**DIRECTIONS:**
Can you copy all of the material below word for word, leaving out the pictures?

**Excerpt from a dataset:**
○ ○ ○ ○

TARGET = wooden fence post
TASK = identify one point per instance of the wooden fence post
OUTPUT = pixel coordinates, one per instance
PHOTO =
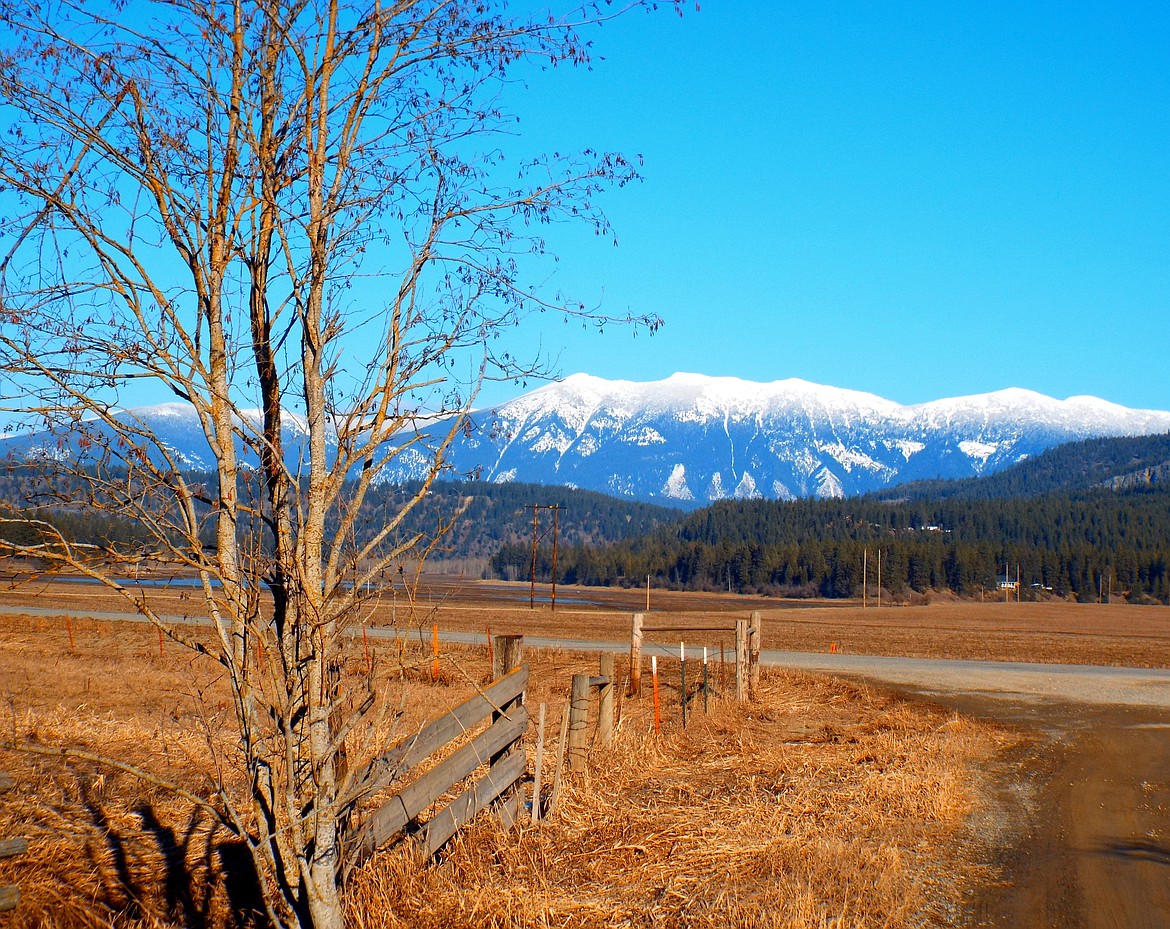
(539, 768)
(741, 660)
(9, 894)
(578, 721)
(755, 634)
(605, 701)
(635, 656)
(506, 654)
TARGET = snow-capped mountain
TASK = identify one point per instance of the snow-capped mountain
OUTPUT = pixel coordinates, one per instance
(689, 440)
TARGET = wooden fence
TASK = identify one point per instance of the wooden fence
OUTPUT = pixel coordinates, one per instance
(497, 747)
(9, 895)
(748, 635)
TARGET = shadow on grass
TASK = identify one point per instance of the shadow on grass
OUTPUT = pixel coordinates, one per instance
(195, 875)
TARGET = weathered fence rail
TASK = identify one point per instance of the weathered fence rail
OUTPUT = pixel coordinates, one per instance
(748, 635)
(496, 747)
(9, 894)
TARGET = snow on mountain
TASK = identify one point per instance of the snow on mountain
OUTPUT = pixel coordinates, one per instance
(692, 439)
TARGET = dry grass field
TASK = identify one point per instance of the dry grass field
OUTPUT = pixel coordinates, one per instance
(824, 804)
(1053, 631)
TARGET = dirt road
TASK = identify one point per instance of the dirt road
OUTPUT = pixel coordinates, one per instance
(1084, 805)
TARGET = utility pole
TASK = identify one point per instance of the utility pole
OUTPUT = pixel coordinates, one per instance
(556, 514)
(531, 592)
(865, 559)
(536, 537)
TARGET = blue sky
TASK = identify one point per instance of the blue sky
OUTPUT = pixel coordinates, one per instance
(914, 199)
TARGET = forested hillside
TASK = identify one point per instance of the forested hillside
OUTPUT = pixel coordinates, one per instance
(1064, 544)
(1126, 461)
(489, 515)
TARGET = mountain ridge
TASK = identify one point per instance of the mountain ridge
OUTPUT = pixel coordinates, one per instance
(693, 439)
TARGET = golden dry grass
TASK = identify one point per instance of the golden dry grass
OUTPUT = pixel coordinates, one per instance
(821, 805)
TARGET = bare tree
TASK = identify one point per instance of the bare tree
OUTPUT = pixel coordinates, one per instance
(296, 217)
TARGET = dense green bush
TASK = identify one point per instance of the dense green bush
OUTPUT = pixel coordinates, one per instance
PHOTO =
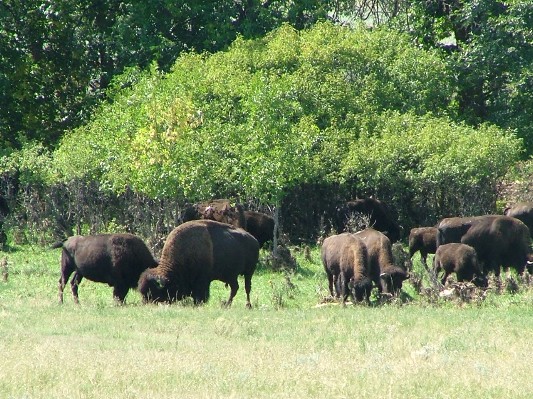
(362, 110)
(253, 121)
(431, 167)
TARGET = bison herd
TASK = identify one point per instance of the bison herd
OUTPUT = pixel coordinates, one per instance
(221, 241)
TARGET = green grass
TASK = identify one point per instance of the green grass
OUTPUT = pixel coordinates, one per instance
(286, 347)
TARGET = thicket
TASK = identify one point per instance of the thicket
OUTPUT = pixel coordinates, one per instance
(299, 120)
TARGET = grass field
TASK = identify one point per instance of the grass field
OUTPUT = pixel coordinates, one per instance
(285, 347)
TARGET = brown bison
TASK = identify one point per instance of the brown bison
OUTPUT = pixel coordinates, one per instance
(500, 241)
(522, 211)
(460, 259)
(220, 210)
(423, 239)
(115, 259)
(382, 271)
(379, 214)
(260, 225)
(196, 253)
(344, 257)
(452, 229)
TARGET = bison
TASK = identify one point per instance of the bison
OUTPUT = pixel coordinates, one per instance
(453, 229)
(378, 212)
(423, 239)
(460, 259)
(196, 253)
(522, 211)
(220, 210)
(115, 259)
(500, 241)
(260, 225)
(385, 275)
(344, 257)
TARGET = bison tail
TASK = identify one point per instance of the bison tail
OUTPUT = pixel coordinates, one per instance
(58, 244)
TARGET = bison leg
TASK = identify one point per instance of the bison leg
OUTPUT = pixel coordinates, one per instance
(76, 280)
(234, 287)
(119, 293)
(248, 288)
(330, 283)
(200, 292)
(342, 283)
(424, 258)
(67, 268)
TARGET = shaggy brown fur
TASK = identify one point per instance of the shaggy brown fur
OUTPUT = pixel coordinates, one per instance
(196, 253)
(220, 210)
(260, 225)
(500, 241)
(522, 211)
(387, 276)
(344, 257)
(115, 259)
(460, 259)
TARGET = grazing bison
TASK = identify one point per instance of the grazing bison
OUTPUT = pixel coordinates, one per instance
(460, 259)
(452, 229)
(344, 257)
(500, 241)
(115, 259)
(379, 214)
(260, 225)
(220, 210)
(423, 239)
(387, 276)
(522, 211)
(196, 253)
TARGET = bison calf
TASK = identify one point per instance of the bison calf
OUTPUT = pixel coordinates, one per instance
(115, 259)
(196, 253)
(461, 259)
(344, 257)
(387, 276)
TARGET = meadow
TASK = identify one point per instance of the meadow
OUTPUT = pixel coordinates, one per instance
(290, 345)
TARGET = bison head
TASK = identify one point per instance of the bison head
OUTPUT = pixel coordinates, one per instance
(155, 288)
(481, 281)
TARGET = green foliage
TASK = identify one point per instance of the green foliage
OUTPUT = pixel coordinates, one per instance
(31, 163)
(431, 162)
(491, 46)
(264, 116)
(58, 57)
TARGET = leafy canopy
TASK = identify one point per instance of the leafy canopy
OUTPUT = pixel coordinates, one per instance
(264, 116)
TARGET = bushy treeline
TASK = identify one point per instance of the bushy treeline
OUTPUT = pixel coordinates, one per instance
(301, 120)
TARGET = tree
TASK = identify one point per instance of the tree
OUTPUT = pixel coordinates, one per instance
(57, 58)
(489, 44)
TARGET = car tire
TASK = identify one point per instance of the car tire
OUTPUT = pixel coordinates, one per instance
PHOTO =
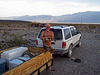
(69, 53)
(29, 54)
(79, 44)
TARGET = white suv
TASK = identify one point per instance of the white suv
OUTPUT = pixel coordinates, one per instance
(65, 39)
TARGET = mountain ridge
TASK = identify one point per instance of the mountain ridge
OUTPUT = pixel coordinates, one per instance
(81, 17)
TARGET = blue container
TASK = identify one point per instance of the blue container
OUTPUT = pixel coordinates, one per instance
(2, 65)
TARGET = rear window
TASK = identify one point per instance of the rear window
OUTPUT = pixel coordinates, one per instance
(57, 33)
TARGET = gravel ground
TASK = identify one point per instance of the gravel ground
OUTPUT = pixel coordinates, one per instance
(88, 53)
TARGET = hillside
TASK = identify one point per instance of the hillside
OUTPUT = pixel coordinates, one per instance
(81, 17)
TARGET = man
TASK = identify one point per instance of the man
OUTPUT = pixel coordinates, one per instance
(47, 36)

○ ○ ○ ○

**ANSWER TO THE PROBLEM:**
TARGET = wooden fence post
TASK = identify one point per instance of the wooden fence post
OUTPUT = pixel coordinates, one per instance
PHOTO =
(539, 768)
(741, 660)
(9, 894)
(578, 721)
(755, 634)
(605, 701)
(635, 656)
(506, 654)
TARGET = snow-capped mountain
TASK = identify one point per instance of the snow-capped mountain
OUTPUT = pixel coordinates, one per instance
(689, 440)
TARGET = wooden fence
TASK = identify one point per instance of the wooden fence
OUTPUT = pixel coordinates, one per instance
(497, 747)
(9, 895)
(748, 635)
TARGET = shadow on grass
TASK = identify one point per instance of the shadow on grass
OUTPUT = pixel coordinates, one per instance
(195, 875)
TARGET = weathered fence rail
TASK = identify one point per instance of the weathered fence rail
OUTPUT = pixel coordinates, one per instance
(748, 635)
(496, 747)
(9, 894)
TARGET = snow on mountain
TASK = identify one point per instance of the snow on mountain
OUTPUT = pixel coordinates, one per instance
(692, 439)
TARGET = dry grass field
TASK = identify one point per instance of the dry grass field
OUTPUT = pixel coordinates, one per instance
(824, 804)
(1053, 631)
TARGET = dirt road
TASK = identify one point per instance of the dirt road
OUTPUT = pixel coordinates, one per instance
(1084, 805)
TARGET = utility pole
TASK = identify one point per instance of the utility pole
OUTPUT = pixel coordinates, one per instance
(556, 514)
(531, 592)
(865, 559)
(536, 537)
TARGET = blue sky
TASK = identify one point per instance of the blue sky
OUTPUT = pixel coordinates, one per instance
(914, 199)
TARGET = forested hillside
TASK = identify one point per instance of the forested hillside
OUTPUT = pixel coordinates, one per instance
(1064, 544)
(1126, 461)
(489, 515)
TARGET = mountain ridge
TASK = identify one point per instance of the mountain ridge
OUTPUT = pixel coordinates, one per instance
(693, 439)
TARGET = golden dry grass
TASK = identify one point per instance of the golden dry grass
OUTPUT = pixel coordinates, one per instance
(821, 805)
TARGET = bare tree
TASK = identify one point per instance of the bare tree
OUTPUT = pixel coordinates, one per instance
(296, 217)
TARGET = dense green bush
TASK = identify one point per instance of the dense green bush
OUTPUT = pixel coordinates, one per instance
PHOTO =
(362, 110)
(253, 121)
(431, 167)
TARGET = bison herd
TASK = identify one point per instance of the bison herd
OUTPUT = pixel coordinates, one per instance
(221, 241)
TARGET = green grass
TASK = identify one point per instance of the green grass
OUTPUT = pixel coordinates, one per instance
(286, 347)
TARGET = thicket
TASK = identify one point per instance of the thicket
OUTPUT = pixel coordinates, one per instance
(299, 120)
TARGET = grass field
TASK = identify one point per instance of the grass field
OUTPUT = pixel coordinates, one per instance
(285, 347)
TARGET = brown bison
TASK = identify one point per instance of the brown bison
OUTPUT = pixel coordinates, one per instance
(500, 241)
(522, 211)
(460, 259)
(220, 210)
(423, 239)
(115, 259)
(382, 271)
(379, 214)
(260, 225)
(196, 253)
(344, 257)
(452, 229)
TARGET = bison
TASK = identify one point per instance of the bison
OUTPUT = pixel coordinates, one per instance
(453, 229)
(378, 212)
(423, 239)
(460, 259)
(196, 253)
(522, 211)
(220, 210)
(115, 259)
(500, 241)
(260, 225)
(385, 275)
(344, 257)
TARGET = bison tail
TASK = identify one point per instance of the bison tail
OUTPUT = pixel coordinates, one per instance
(58, 244)
TARGET = bison leg
TASK = identify one point per instance of the bison leg
OUTPUT = pixel coordinates, one per instance
(76, 280)
(234, 287)
(119, 293)
(248, 288)
(330, 283)
(200, 292)
(342, 283)
(424, 258)
(67, 268)
TARGET = shaggy brown fur
TASK = identify one point per instance of the shaggy brown fur
OUTPUT = pixel coordinates, one per instance
(196, 253)
(220, 210)
(260, 225)
(500, 241)
(522, 211)
(387, 276)
(344, 257)
(115, 259)
(460, 259)
TARGET = grazing bison
TASK = identify one point per instance of the grazing bison
OUTPUT = pixel coordinates, one per instance
(460, 259)
(452, 229)
(344, 257)
(500, 241)
(115, 259)
(379, 214)
(260, 225)
(220, 210)
(423, 239)
(387, 276)
(522, 211)
(196, 253)
TARGET = bison calf
TASK = identify one point per instance of the bison calf
OUTPUT = pixel coordinates, one per instance
(115, 259)
(196, 253)
(461, 259)
(344, 257)
(387, 276)
TARGET = meadow
TASK = identify one point per instance of the meadow
OUTPUT = pixel coordinates, one per instance
(290, 345)
TARGET = bison head
TASK = identify one point per instance of the bison head
OUTPUT = pixel coordinates, one per instance
(155, 288)
(481, 281)
TARGET = green foliage
TASK = identify one point per instance of the green foliage
OUTPUT = pixel coordinates, one per instance
(31, 163)
(431, 162)
(491, 46)
(264, 116)
(58, 57)
TARGET = leafy canopy
TASK = identify one point per instance of the leafy canopy
OUTPUT = pixel coordinates, one per instance
(264, 116)
TARGET = bushy treeline
TASK = identify one point per instance of the bushy treeline
OUTPUT = pixel coordinates, one per instance
(301, 120)
TARGET = tree
TASK = identify one point per instance of the tree
OUTPUT = pixel coordinates, one per instance
(57, 58)
(489, 44)
TARGET = car tire
TASK = identify one point per instance of the car tire
OUTPUT = pixel coordinates, one per instance
PHOTO =
(69, 53)
(29, 54)
(79, 44)
TARGET = white suv
TASK = identify one point per instance of the white suv
OUTPUT = pixel coordinates, one per instance
(65, 39)
TARGET = mountain ridge
TASK = identify one point per instance of the mountain ridge
OUTPUT = pixel coordinates, one per instance
(81, 17)
TARGET = blue container
TASK = identify one point per instance of the blue container
OUTPUT = pixel coordinates, one per instance
(2, 65)
TARGET = rear window
TASK = identify one point per instance of the rear window
OUTPUT = pixel coordinates, one per instance
(57, 33)
TARGET = gravel ground
TASK = identify one point per instance of the gravel ground
OUTPUT = pixel coordinates, one per instance
(88, 53)
TARGET = hillside
TASK = identify one point per instance of the hillside
OUTPUT = pixel coordinates, one per instance
(81, 17)
TARGET = man
TASK = identify one point per instance of the man
OUTPUT = pixel coordinates, one per instance
(47, 36)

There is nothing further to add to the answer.